Task description
Each line from the one with "Look at the photograph above. For each instance of the white" to the final line of the data must be reproduced exactly, and no other line may appear.

____________

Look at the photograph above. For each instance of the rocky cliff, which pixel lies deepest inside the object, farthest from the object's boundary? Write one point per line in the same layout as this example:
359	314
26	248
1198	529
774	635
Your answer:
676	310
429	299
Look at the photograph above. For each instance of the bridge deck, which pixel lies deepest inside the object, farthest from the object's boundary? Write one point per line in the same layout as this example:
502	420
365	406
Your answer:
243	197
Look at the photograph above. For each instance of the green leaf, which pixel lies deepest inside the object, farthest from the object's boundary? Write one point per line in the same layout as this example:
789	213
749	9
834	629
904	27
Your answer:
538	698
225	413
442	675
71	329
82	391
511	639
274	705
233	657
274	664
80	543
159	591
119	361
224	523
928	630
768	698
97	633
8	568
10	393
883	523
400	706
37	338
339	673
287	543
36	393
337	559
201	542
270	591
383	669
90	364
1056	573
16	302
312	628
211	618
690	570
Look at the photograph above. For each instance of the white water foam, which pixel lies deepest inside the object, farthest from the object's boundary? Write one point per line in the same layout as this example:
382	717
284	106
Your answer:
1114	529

____________

Written response
Look at the photograph above. For each instance of the white water foam, which pixel lies deepest inside the object, farthest from the object's boundary? Write one point per line in the same layout as this example:
382	717
284	106
Your answer:
1114	529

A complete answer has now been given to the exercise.